→ **Quoted passage**:
————————

Intervene provides flexibility to the user to choose figure colors, label text, size, resolution, and type to make them publication standard. To read the help of any module, the user can type intervene <subcommand> [venn, upset, pairwise] -h on the command line. A detailed documentation is provided as Supplementary Material and is available at http://inter-vene.readthedocs.io/.
3.1 Venn diagrams
Venn diagrams are the classical approach to show intersections of sets. There are several web-based applications, tools, and R packages available to visualize intersections of up-to 6 list sets. However, a very limited number of tools are available to visualize in up-to 5-way classical Venn diagrams of genomic region intersections (Zhu et al., 2010; Dale et al., 2011). Here, we are providing up-to 6-way classical, Chow-Ruskey and Edwards’ Euler/Venn diagrams to visualize the intersections of genomic regions or list sets. As an example, one might be interested to calculate the number of overlapping ChIP-seq peaks between different type of histone modification marks (H3K27ac, H3K4me3, and H3K27me3) (Fig. 1a, generated with the command intervene venn –test).
3.2 UpSet plots
When the number of sets exceeds four, Venn diagrams become difficult to read and interpret. An alternative and more effective approach is using UpSet plots to visualize the intersections. An R package and an interactive web-based tool are available at http://vcg.github.io/upset to visualize multiple list sets. However, there is no tool available to draw the UpSet plots for genomic region set intersections. Intervene’s upset subcommand can be used to visualize the intersection of multiple genomic region sets using UpSet plots. As an example, we show the same intersections of ChIP-seq peaks as in Fig. 1a but for 4 sets using an UpSet plot, and ranked the interactions by frequency (Fig. 1b, generated with the command intervene upset –test).This plot is easier to understand than the 4-way Venn diagram (Supplementary Material).

————————

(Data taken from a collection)
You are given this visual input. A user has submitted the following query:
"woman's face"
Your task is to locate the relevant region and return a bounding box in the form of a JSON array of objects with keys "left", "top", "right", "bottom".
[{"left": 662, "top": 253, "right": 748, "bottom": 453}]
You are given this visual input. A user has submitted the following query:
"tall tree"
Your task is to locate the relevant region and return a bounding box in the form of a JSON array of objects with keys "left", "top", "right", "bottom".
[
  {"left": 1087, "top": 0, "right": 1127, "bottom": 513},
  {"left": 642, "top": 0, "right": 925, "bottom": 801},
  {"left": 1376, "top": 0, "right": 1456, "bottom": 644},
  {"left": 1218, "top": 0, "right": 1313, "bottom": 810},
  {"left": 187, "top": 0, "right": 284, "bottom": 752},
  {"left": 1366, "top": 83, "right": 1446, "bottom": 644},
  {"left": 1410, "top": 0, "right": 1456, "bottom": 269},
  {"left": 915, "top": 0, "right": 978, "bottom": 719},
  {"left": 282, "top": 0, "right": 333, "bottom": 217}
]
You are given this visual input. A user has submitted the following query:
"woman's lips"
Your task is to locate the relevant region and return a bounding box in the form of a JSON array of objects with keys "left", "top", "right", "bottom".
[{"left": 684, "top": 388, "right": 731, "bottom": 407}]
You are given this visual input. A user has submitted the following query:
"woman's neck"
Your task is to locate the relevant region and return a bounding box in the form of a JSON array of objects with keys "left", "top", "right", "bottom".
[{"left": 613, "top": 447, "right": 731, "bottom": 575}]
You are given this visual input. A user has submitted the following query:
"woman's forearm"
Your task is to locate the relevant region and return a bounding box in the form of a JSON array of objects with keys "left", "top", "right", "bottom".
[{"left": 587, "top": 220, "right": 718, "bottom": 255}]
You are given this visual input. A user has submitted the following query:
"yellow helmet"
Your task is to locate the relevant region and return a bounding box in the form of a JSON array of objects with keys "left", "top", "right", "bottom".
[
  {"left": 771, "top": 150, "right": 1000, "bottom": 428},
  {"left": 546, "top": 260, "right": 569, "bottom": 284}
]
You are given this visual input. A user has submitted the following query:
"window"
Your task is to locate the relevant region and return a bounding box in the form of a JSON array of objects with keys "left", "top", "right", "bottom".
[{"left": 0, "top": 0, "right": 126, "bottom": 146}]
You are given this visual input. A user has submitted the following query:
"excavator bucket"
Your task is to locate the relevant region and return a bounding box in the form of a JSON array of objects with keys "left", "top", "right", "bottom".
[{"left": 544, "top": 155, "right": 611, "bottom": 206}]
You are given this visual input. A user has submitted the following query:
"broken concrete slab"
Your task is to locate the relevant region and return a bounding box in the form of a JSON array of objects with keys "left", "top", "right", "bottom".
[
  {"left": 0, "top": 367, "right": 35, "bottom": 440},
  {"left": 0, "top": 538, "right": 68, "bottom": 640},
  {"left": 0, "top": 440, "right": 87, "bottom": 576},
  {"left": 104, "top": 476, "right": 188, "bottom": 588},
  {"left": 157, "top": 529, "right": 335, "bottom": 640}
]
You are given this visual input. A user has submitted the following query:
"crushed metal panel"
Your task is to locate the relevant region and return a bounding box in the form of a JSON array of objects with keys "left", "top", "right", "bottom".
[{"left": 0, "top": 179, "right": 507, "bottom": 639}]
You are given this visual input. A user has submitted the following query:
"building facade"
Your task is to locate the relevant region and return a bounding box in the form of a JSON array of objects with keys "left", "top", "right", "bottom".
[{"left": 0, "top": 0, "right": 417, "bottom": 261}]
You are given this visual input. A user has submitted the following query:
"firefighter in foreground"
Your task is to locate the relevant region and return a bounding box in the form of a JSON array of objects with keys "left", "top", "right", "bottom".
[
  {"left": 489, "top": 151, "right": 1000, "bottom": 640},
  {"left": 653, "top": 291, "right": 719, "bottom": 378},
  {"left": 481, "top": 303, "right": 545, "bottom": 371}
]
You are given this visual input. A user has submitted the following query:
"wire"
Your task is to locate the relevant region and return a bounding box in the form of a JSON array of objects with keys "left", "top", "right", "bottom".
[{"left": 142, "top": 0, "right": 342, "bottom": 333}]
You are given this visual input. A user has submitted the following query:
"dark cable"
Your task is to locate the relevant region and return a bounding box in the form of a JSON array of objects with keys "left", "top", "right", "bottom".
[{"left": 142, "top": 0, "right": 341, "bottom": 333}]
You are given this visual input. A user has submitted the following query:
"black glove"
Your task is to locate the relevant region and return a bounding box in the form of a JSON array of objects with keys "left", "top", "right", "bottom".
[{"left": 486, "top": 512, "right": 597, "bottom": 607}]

————————

→ **Explore the material**:
1: From the passage on the Intervene tool, extract the part starting with "Intervene provides flexibility" and going on through "available at http://inter-vene.readthedocs.io/.".
2: Extend the passage on the Intervene tool by writing what comes after its last sentence.

→ **Solved problems**:
1:
Intervene provides flexibility to the user to choose figure colors, label text, size, resolution, and type to make them publication standard. To read the help of any module, the user can type intervene <subcommand> [venn, upset, pairwise] -h on the command line. A detailed documentation is provided as Supplementary Material and is available at http://inter-vene.readthedocs.io/.

2:
One advantage of the UpSet plot is its capacity to rank the intersections and alternatively hide combinations with zero intersections, which is not possible using Venn diagrams.
3.3 Pairwise intersection heat maps
If the number of sets increases even more, visualizing all possible intersections becomes unfeasible by using Venn diagrams or UpSet plots. A possibility is to compute pairwise intersections and plot intersection ratios as a clustered heat map. Intervene’s pairwise module provides several traditional and statistical approaches (Favorov et al., 2012) to assess intersections, including number of overlaps, fraction of overlap, Jaccard statistics, Fisher's exact test, and distribution of relative distances. The user can choose from different styles of heat maps and clustering approaches. For example, one might be interested to calculate the pairwise intersection interms of Jaccard statistics of the super-enhancers in several cell-types ( Fig. 1c, generated using the command intervene pairwise –test).
4 Intervene Shiny App
Intervene also comes with a Shiny App to further explore and filter the results in an interactive way. Furthermore, Intervene’s command line interface also gives an option to produce results as text files, which can be easily imported to the Shiny App for interactive visualization and customization of plots. The Shiny App is freely available at https://asntech.shinyapps.io/intervene.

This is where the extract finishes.